#### [What the task asks]
Among the records that follow, set down only the lines from the one containing "box: [896, 230, 936, 267]" to the one containing "419L1270 432L1325 426L1313", both included, exactly.

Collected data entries
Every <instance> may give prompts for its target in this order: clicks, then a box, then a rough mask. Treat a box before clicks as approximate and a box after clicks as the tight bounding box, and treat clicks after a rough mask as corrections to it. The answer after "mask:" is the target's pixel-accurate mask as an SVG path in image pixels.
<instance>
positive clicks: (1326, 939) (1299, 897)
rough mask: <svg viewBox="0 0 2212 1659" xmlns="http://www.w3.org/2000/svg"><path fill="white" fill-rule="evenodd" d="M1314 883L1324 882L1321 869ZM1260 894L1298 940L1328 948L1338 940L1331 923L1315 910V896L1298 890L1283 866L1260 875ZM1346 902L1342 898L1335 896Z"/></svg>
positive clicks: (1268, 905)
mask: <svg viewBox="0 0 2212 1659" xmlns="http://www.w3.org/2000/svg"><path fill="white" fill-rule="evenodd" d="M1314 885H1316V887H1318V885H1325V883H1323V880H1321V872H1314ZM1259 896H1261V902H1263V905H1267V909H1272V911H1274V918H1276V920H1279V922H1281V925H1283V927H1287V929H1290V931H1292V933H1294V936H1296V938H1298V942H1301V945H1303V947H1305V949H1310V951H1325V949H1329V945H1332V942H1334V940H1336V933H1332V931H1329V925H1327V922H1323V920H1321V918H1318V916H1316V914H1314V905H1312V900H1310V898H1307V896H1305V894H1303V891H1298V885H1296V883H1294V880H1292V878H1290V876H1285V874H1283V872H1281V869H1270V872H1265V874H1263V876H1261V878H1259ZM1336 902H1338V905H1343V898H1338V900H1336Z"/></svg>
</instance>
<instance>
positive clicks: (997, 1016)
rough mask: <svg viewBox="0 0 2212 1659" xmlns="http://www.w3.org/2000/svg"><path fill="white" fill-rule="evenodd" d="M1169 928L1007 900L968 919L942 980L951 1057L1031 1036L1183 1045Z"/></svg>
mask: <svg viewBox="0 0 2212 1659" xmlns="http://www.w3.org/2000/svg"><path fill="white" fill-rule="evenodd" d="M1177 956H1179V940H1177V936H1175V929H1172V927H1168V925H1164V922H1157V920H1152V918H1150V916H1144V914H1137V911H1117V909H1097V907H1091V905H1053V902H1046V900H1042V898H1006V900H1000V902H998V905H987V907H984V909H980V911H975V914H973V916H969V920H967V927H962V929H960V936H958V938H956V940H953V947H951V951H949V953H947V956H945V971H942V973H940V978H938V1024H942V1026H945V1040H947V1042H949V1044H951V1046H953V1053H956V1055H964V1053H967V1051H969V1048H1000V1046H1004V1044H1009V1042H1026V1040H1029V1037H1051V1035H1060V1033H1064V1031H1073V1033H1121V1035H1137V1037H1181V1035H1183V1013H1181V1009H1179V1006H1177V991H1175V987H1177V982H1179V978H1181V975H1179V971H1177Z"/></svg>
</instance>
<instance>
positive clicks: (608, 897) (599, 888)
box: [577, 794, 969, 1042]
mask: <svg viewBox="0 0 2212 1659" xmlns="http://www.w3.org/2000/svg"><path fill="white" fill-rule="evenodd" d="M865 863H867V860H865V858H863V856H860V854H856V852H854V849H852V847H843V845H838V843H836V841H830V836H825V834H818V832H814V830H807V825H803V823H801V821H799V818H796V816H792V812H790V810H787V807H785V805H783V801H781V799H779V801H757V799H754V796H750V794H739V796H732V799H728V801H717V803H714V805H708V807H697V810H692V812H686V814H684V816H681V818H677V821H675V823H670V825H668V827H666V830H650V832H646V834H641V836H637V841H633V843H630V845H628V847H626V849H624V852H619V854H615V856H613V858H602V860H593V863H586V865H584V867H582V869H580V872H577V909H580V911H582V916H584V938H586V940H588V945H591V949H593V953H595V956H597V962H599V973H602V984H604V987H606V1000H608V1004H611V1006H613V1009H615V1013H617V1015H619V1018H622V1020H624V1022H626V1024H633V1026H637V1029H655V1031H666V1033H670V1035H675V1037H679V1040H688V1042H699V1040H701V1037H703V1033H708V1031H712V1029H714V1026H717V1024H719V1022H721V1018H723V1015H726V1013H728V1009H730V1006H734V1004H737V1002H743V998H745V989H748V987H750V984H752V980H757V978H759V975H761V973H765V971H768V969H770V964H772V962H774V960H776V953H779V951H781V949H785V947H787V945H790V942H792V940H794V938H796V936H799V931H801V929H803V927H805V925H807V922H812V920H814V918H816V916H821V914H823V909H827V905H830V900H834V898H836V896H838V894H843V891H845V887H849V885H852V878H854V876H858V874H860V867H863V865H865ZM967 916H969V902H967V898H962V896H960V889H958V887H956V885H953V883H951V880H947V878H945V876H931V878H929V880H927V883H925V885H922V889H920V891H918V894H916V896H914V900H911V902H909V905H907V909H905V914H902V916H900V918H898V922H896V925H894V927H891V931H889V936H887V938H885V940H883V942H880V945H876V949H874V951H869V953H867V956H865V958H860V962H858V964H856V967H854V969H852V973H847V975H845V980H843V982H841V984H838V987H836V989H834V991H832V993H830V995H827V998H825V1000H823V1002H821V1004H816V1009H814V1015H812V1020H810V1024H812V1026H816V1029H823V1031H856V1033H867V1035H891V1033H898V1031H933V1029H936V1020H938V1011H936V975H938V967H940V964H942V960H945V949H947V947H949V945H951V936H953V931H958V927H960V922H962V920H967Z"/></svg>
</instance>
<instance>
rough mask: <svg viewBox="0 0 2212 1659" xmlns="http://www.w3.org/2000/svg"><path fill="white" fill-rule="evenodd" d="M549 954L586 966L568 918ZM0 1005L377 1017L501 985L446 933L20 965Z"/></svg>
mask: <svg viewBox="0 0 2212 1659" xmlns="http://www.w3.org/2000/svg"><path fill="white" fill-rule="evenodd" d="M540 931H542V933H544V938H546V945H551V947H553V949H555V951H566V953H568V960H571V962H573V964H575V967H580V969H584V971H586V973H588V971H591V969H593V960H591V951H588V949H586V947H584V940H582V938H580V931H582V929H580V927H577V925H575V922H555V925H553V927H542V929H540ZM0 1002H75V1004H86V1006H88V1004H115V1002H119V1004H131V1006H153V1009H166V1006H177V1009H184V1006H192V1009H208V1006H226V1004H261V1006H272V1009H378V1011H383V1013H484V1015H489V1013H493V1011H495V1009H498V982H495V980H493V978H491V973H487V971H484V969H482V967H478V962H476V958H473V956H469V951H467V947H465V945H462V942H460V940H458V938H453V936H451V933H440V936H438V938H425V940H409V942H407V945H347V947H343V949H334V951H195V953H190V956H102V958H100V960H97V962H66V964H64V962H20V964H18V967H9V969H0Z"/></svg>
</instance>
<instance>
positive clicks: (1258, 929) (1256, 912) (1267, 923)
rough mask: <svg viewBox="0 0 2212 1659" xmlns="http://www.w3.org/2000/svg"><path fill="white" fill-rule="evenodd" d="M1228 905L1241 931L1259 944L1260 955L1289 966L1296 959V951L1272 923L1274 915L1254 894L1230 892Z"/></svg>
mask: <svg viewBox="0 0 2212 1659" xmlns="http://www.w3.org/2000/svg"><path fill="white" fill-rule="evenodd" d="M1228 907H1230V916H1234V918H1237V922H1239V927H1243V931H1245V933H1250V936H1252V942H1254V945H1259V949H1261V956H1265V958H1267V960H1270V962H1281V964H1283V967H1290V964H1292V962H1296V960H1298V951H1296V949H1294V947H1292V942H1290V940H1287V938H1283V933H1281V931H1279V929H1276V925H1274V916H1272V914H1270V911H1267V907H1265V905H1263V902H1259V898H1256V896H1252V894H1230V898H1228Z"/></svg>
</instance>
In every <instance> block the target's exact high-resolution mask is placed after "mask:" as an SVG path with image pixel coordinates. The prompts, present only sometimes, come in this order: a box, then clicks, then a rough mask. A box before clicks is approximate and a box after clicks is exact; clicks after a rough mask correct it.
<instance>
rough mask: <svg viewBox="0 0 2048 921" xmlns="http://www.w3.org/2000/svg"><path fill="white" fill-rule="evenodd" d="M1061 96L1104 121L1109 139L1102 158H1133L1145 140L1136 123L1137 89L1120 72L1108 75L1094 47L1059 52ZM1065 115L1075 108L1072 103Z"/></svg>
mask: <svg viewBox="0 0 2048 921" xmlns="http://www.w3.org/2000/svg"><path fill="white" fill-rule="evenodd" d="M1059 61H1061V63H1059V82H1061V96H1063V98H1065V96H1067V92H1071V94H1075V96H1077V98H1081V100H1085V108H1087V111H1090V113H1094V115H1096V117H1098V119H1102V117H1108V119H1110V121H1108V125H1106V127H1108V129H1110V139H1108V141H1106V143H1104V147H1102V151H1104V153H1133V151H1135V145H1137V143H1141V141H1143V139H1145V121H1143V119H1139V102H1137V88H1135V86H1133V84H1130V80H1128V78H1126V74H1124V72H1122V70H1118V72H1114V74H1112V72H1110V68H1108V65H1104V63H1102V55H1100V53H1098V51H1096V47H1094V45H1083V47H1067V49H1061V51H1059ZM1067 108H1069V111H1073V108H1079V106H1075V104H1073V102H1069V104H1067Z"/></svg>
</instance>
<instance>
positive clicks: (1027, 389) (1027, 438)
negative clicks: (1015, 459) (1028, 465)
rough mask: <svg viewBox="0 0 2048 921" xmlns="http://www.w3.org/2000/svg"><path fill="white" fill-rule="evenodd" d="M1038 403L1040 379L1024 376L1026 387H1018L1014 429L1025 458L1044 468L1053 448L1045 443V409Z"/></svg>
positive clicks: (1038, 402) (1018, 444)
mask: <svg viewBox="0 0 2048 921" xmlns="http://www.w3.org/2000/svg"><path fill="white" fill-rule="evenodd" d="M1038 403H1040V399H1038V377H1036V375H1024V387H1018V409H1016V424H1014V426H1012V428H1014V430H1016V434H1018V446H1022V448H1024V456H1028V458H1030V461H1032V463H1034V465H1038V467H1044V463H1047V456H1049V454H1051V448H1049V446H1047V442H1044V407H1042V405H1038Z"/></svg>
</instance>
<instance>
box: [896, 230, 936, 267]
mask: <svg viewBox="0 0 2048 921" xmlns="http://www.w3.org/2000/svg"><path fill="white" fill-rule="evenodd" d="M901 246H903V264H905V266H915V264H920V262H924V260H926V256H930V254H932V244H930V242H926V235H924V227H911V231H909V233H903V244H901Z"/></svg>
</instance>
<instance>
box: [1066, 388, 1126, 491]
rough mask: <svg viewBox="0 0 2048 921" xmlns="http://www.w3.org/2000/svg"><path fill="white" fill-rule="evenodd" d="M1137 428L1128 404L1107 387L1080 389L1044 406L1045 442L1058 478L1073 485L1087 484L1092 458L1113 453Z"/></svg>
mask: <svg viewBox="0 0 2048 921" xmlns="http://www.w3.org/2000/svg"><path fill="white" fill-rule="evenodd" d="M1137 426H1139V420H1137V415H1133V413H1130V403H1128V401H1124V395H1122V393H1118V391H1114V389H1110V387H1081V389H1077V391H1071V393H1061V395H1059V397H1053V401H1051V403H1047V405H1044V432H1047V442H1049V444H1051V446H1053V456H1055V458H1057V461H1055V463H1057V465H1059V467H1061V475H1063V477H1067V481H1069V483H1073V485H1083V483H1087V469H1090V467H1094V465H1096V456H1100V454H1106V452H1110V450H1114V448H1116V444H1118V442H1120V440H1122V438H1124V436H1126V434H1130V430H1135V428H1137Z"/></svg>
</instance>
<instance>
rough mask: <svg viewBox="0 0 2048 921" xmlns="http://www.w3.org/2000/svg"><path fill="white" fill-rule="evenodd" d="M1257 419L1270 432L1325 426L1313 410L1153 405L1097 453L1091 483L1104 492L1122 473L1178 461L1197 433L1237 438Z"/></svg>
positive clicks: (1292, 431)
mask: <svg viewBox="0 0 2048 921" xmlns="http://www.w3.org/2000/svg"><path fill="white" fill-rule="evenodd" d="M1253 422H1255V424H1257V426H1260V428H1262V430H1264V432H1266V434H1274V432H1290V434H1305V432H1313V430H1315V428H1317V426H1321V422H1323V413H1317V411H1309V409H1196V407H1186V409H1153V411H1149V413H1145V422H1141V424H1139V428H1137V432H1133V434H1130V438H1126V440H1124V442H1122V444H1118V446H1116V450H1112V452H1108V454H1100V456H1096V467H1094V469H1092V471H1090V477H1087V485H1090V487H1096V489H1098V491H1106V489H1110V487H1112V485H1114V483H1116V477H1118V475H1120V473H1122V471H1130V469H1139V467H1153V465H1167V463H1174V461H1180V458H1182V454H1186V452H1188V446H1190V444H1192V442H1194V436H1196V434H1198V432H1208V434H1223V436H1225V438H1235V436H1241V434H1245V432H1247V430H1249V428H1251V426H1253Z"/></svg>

#### [Result]
box: [896, 230, 936, 267]
mask: <svg viewBox="0 0 2048 921" xmlns="http://www.w3.org/2000/svg"><path fill="white" fill-rule="evenodd" d="M901 246H903V264H905V266H915V264H920V262H924V260H926V256H930V254H932V244H930V242H926V235H924V227H911V231H909V233H903V244H901Z"/></svg>
</instance>
<instance>
box: [1066, 388, 1126, 491]
rough mask: <svg viewBox="0 0 2048 921" xmlns="http://www.w3.org/2000/svg"><path fill="white" fill-rule="evenodd" d="M1137 428L1128 404L1107 387L1080 389L1044 406L1045 442L1058 478L1073 485L1087 484L1092 458L1113 453Z"/></svg>
mask: <svg viewBox="0 0 2048 921" xmlns="http://www.w3.org/2000/svg"><path fill="white" fill-rule="evenodd" d="M1137 426H1139V420H1137V415H1133V413H1130V403H1128V401H1124V395H1122V393H1118V391H1114V389H1110V387H1081V389H1077V391H1071V393H1061V395H1059V397H1053V401H1051V403H1047V405H1044V432H1047V442H1049V444H1051V446H1053V456H1055V458H1057V461H1055V463H1057V465H1059V467H1061V475H1063V477H1067V481H1069V483H1073V485H1083V483H1087V469H1090V467H1094V465H1096V456H1100V454H1106V452H1110V450H1114V448H1116V444H1118V442H1120V440H1122V438H1124V436H1126V434H1130V430H1135V428H1137Z"/></svg>
</instance>
<instance>
rough mask: <svg viewBox="0 0 2048 921" xmlns="http://www.w3.org/2000/svg"><path fill="white" fill-rule="evenodd" d="M1257 419L1270 432L1325 426L1313 410L1153 405L1097 453L1091 483L1104 492L1122 473L1178 461L1197 433L1237 438Z"/></svg>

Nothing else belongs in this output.